Natural-language object grounding data
━━━━━━━━━━━━━━━━━━━━

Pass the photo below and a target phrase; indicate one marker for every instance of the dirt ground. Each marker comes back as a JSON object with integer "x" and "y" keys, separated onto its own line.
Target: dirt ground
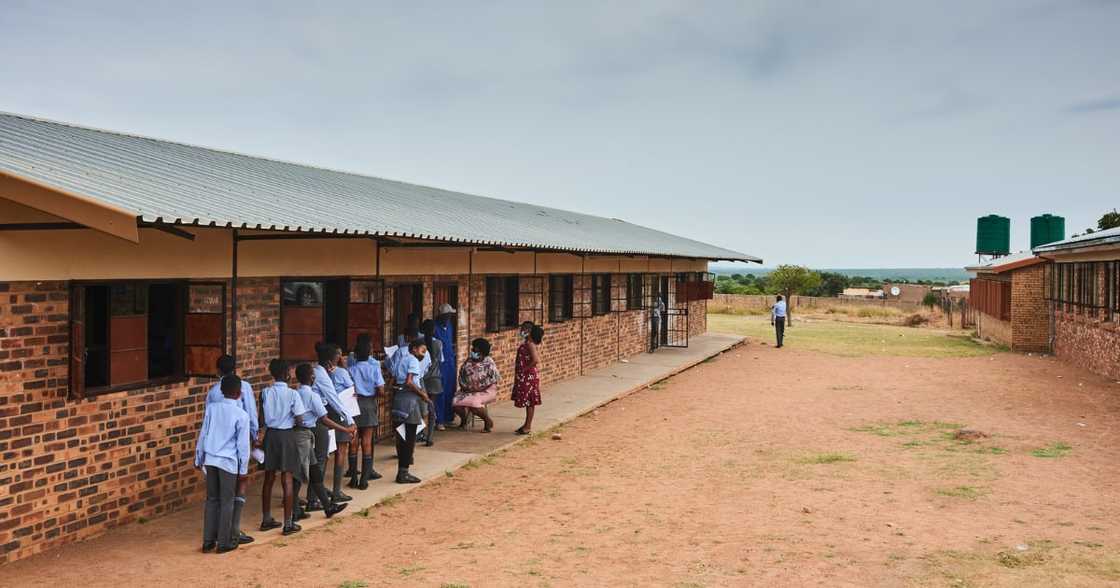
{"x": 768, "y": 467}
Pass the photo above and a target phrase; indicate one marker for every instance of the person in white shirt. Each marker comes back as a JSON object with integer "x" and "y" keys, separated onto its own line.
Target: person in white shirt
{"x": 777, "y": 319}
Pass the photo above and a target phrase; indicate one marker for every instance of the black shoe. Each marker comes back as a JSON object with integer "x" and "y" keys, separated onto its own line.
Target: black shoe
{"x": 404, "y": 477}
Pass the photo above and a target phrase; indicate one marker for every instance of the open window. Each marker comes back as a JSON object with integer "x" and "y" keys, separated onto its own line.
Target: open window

━━━━━━━━━━━━━━━━━━━━

Output only the lines from the start of the data through the line that holds "of the person". Keep them exact and leave the pictures out.

Pass the photo below and a target phrase; indicate one marker for every instance of the dirt ground. Each marker comes back as a JSON object with integer "x" and "y" keys, separated onto its own line.
Target: dirt ground
{"x": 768, "y": 467}
Pass the photo above and a target phrase; indicate one marker for every instance of the person in white shirt. Each marker comes back as a JSON object with integer "x" and "y" keys, separated onto its own line.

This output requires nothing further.